▶ **Objective**:
Print the stretch of the data from the line containing "Where can you spot the podium sign?" through the end of the data, reproducing every character unchanged.
--- begin Provided entries ---
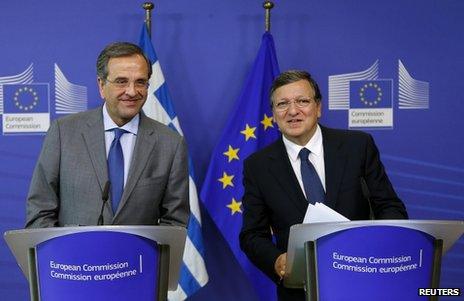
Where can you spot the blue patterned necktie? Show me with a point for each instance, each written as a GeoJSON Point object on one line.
{"type": "Point", "coordinates": [311, 182]}
{"type": "Point", "coordinates": [116, 168]}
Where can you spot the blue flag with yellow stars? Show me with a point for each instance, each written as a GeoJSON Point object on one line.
{"type": "Point", "coordinates": [249, 129]}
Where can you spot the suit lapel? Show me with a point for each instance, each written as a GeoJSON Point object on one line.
{"type": "Point", "coordinates": [94, 138]}
{"type": "Point", "coordinates": [146, 140]}
{"type": "Point", "coordinates": [334, 160]}
{"type": "Point", "coordinates": [281, 169]}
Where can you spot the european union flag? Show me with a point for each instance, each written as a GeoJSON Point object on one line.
{"type": "Point", "coordinates": [366, 94]}
{"type": "Point", "coordinates": [249, 128]}
{"type": "Point", "coordinates": [25, 98]}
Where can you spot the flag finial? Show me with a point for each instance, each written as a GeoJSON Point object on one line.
{"type": "Point", "coordinates": [268, 5]}
{"type": "Point", "coordinates": [148, 6]}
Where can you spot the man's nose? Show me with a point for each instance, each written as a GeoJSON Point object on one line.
{"type": "Point", "coordinates": [292, 108]}
{"type": "Point", "coordinates": [130, 89]}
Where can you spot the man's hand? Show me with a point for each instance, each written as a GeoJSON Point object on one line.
{"type": "Point", "coordinates": [280, 265]}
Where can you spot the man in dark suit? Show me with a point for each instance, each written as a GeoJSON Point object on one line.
{"type": "Point", "coordinates": [145, 161]}
{"type": "Point", "coordinates": [277, 189]}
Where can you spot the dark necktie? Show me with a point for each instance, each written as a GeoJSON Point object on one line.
{"type": "Point", "coordinates": [311, 182]}
{"type": "Point", "coordinates": [116, 168]}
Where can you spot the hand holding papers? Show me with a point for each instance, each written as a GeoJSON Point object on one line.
{"type": "Point", "coordinates": [321, 213]}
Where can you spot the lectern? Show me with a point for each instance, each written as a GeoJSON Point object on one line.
{"type": "Point", "coordinates": [368, 260]}
{"type": "Point", "coordinates": [99, 262]}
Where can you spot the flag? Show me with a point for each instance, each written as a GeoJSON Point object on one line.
{"type": "Point", "coordinates": [193, 274]}
{"type": "Point", "coordinates": [249, 128]}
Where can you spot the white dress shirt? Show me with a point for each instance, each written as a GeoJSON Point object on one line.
{"type": "Point", "coordinates": [316, 157]}
{"type": "Point", "coordinates": [127, 140]}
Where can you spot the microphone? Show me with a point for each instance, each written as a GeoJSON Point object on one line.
{"type": "Point", "coordinates": [367, 195]}
{"type": "Point", "coordinates": [105, 196]}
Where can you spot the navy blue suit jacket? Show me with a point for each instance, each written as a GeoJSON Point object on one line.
{"type": "Point", "coordinates": [273, 198]}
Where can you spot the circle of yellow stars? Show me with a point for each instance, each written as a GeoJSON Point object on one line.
{"type": "Point", "coordinates": [363, 90]}
{"type": "Point", "coordinates": [232, 153]}
{"type": "Point", "coordinates": [17, 102]}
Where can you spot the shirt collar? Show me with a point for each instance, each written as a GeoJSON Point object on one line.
{"type": "Point", "coordinates": [314, 145]}
{"type": "Point", "coordinates": [108, 123]}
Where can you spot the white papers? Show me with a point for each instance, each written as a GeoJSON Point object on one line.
{"type": "Point", "coordinates": [320, 213]}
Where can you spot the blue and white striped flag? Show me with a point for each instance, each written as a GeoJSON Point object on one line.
{"type": "Point", "coordinates": [193, 274]}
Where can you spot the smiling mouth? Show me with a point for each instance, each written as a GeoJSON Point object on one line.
{"type": "Point", "coordinates": [294, 120]}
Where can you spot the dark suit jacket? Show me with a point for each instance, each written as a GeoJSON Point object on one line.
{"type": "Point", "coordinates": [66, 188]}
{"type": "Point", "coordinates": [273, 198]}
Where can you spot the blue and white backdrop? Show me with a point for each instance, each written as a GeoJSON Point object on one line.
{"type": "Point", "coordinates": [392, 68]}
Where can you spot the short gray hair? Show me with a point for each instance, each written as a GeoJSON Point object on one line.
{"type": "Point", "coordinates": [118, 49]}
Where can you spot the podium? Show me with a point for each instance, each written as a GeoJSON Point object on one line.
{"type": "Point", "coordinates": [99, 262]}
{"type": "Point", "coordinates": [368, 260]}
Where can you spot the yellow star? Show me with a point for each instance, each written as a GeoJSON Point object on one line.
{"type": "Point", "coordinates": [235, 206]}
{"type": "Point", "coordinates": [248, 132]}
{"type": "Point", "coordinates": [267, 122]}
{"type": "Point", "coordinates": [232, 153]}
{"type": "Point", "coordinates": [226, 180]}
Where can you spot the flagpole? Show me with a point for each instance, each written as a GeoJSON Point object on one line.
{"type": "Point", "coordinates": [148, 6]}
{"type": "Point", "coordinates": [268, 5]}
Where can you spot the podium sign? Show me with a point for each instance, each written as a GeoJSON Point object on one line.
{"type": "Point", "coordinates": [99, 262]}
{"type": "Point", "coordinates": [392, 265]}
{"type": "Point", "coordinates": [97, 266]}
{"type": "Point", "coordinates": [368, 260]}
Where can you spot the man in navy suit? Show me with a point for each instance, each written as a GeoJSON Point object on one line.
--- end Provided entries ---
▶ **Result of this exercise**:
Where can you spot the podium sign? Show me with a point for each instance, each written as a GeoJSON Point object on one line.
{"type": "Point", "coordinates": [99, 262]}
{"type": "Point", "coordinates": [392, 265]}
{"type": "Point", "coordinates": [97, 266]}
{"type": "Point", "coordinates": [368, 260]}
Where can you spot the man in navy suit? Show me with a point for each instance, each written as a GeoJSON Point object on one line.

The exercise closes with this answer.